> TEXT EXTRACT
▼▼▼
14 Notes & Comments

posted Jul 11, 2018, 10:43 AM by Neil D'Souza   [ updated Jul 11, 2018, 10:44 AM ]

Cardinal Jean- Louis Tauran, RIP


We are shocked and deeply saddened by the demise of Cardinal Jean-Louis Tauran. In him, the world has lost a great leader who could build bridges, and a diplomat of rare quality who could speak the truth with charity, grace and compassion. He was much appreciated by State and Government officials around the world

Cardinal Tauran was appointed as President of the Pontifical Council for lnter-religious Dialogue on June 25, 2007. In addition to his duties as President of the Pontifical Council for lnter-religious Dialogue, he was a member of the Secretariat of State (Second Section), the Congregation for the Doctrine of the Faith and many other Congregations in Rome. Earlier, he held very responsible duties in the Secretariat of State for many years.

To me, he was a brother Cardinal, but even more, a personal friend with whom I could share many of my concerns about the Church, and about peace and harmony in the world. He was a special friend of India, and came to Mumbai several times. In my various meetings with him, he manifested his deep love for our country. He visited India several times, and most memorably, led the Vatican delegation for inter-religious dialogue with very senior representatives of Hinduism at a two-day Colloquium in Mumbai, a Colloquium that was a major step forward in fostering inter-religious dialogue in India. He knew how to respect every religion, and understood the dignity and values that different expressions of faith contribute to wellbeing in the world.


Ecumenical prayer in Bari


Pope Francis hosted an ecumenical reflection and prayer meeting on July 7, in the southern Italian city of Bari for peace in the Middle East. Nineteen heads and representatives of Christian Churches prayed with the Holy Father and held a closed-door dialogue with him in the Pontifical Basilica of St Nicholas.

The Pope also took time to venerate the relics of St Nicholas, a saint who recalls a time before the Great Schism of 1054 that split the Eastern and Western Churches.

At the prayer meeting, Pope Francis denounced the “murderous indifference” and “complicit silence” of the world regarding the tragedy taking place in the Middle East.

He later addressed the faithful gathered in the square outside the Basilica of St Nicholas, after meeting with Catholic and Orthodox leaders. He reflected on the Middle Eastern origins of the Christian tradition, and of the commitment undertaken by the religious leaders to walk, pray and work together “in the hope that the art of encounter will prevail over strategies of conflict.”
▲▲▲
> TASKS
1. In the notes and comments page, on what date was Cardinal Tauran appointed President of the Pontifical Council for Inter-religious Dialogue?
2. From the notes and comments page, reproduce the passage from "To me, he was" up to and including "wellbeing in the world.", substituting "Bombay" for each occurrence of "Mumbai".

> DATASET EXTRACT
▼▼▼
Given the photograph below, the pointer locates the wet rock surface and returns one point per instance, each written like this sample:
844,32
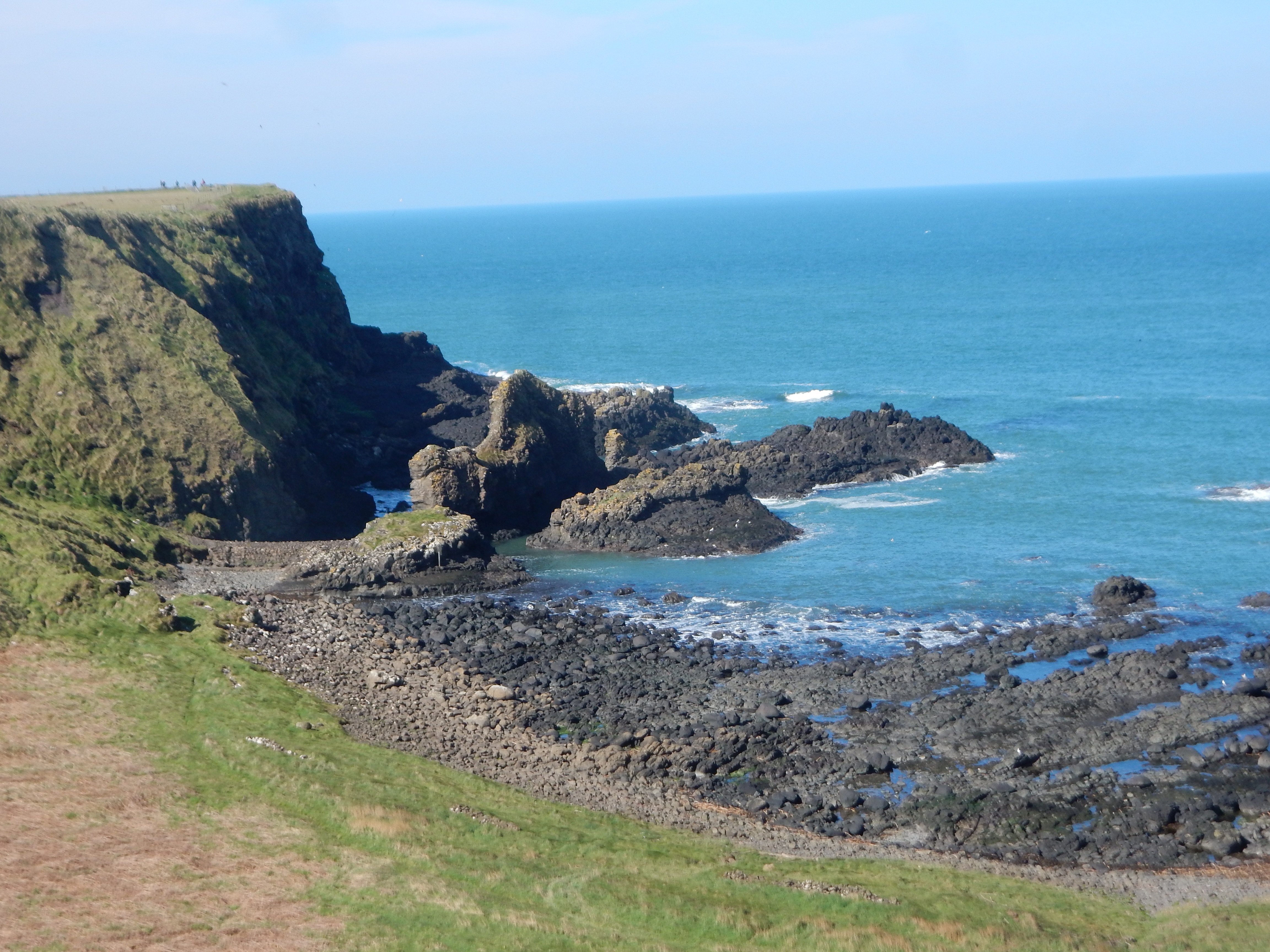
▲▲▲
> WRITTEN RESPONSES
1. June 25, 2007

2.
To me, he was a brother Cardinal, but even more, a personal friend with whom I could share many of my concerns about the Church, and about peace and harmony in the world. He was a special friend of India, and came to Bombay several times. In my various meetings with him, he manifested his deep love for our country. He visited India several times, and most memorably, led the Vatican delegation for inter-religious dialogue with very senior representatives of Hinduism at a two-day Colloquium in Bombay, a Colloquium that was a major step forward in fostering inter-religious dialogue in India. He knew how to respect every religion, and understood the dignity and values that different expressions of faith contribute to wellbeing in the world.